- [PROBLEM TO SOLVE]: Output the material below as a two-column CSV with the headers instruction and response, one row for each instruction paired with its response. Quote every field, turn line breaks into spaces, and leave out the pictures.
◆ ◆ ◆ ◆ ◆ ◆ ◆
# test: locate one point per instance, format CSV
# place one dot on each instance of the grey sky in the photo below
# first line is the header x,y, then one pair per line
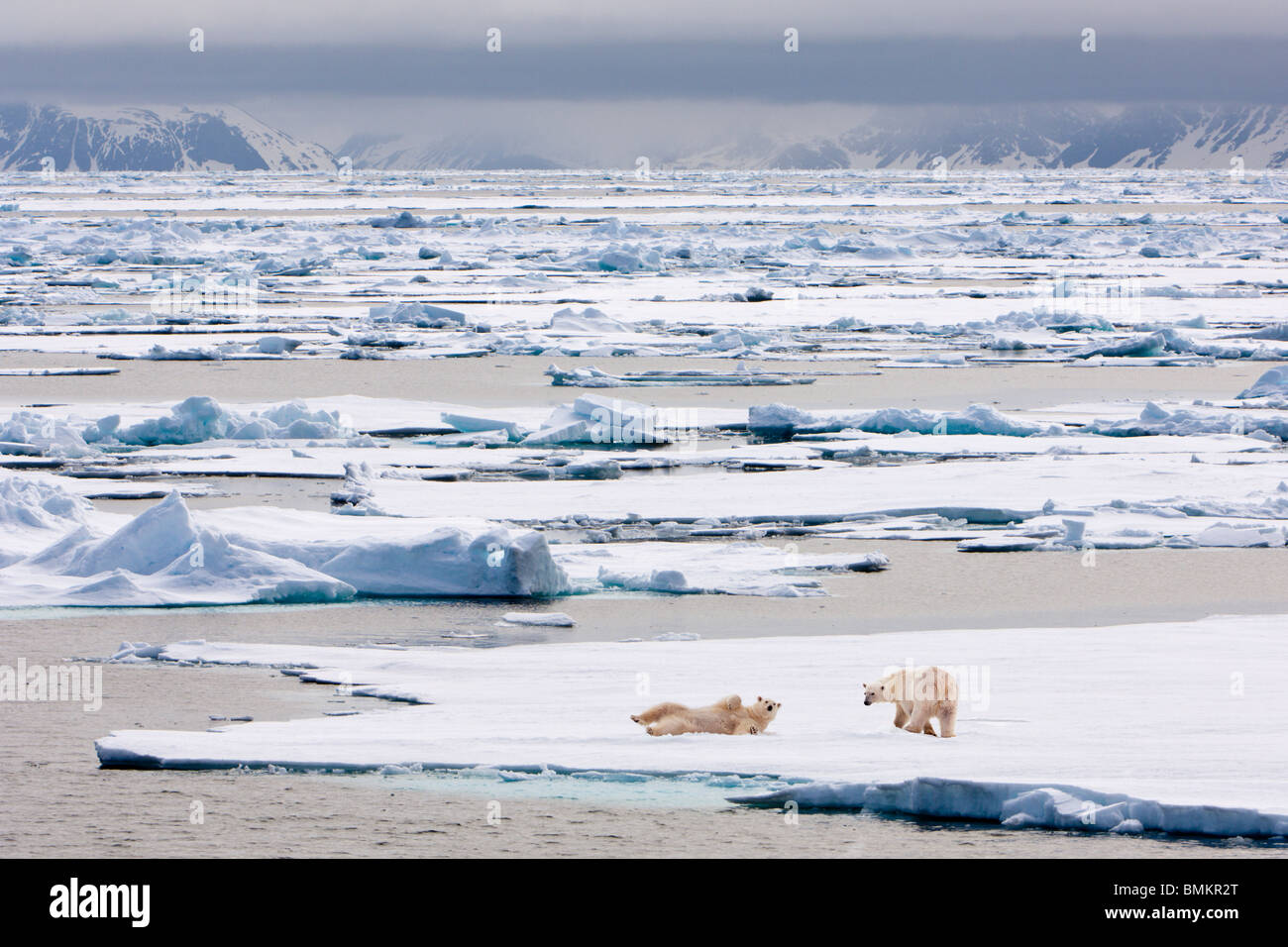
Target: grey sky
x,y
326,68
◆ ◆ ◆ ◆ ◆ ◆ ◆
- [OUTPUT FOR THIS TASK]:
instruction,response
"# test: locate one point per instance, format CSV # place one dot on each instance of the grey sky in the photo below # first line is the header x,y, then one pair per line Target: grey sky","x,y 326,68"